→ Problem to solve
The expected output is exactly the lines below, starting at the line with "</instance>" and ending at the line with "negative clicks: (492, 337)", both included; no other line belongs in it.

*** Opening of Study material ***

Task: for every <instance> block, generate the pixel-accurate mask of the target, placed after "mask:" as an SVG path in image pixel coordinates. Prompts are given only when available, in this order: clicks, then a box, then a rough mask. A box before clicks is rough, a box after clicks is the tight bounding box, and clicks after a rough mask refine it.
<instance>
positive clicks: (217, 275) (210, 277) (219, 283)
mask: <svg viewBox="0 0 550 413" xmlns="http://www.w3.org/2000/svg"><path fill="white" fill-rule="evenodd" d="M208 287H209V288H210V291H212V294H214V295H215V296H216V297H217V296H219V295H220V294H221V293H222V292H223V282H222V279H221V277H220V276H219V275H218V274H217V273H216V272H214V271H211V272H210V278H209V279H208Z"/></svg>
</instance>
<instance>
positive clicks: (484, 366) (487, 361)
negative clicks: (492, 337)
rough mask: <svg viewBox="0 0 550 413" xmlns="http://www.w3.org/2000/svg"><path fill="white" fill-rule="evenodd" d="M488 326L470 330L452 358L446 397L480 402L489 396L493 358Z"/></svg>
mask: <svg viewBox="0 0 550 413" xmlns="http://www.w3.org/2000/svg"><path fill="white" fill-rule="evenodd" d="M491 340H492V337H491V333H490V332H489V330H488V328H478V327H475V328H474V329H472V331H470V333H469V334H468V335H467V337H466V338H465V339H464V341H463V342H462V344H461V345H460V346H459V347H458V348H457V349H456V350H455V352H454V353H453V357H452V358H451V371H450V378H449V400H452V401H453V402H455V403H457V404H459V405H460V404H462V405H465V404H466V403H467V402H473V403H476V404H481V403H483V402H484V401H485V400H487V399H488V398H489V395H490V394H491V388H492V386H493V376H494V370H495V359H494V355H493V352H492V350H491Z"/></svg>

*** Close of Study material ***

→ Output
</instance>
<instance>
positive clicks: (484, 366) (487, 361)
negative clicks: (492, 337)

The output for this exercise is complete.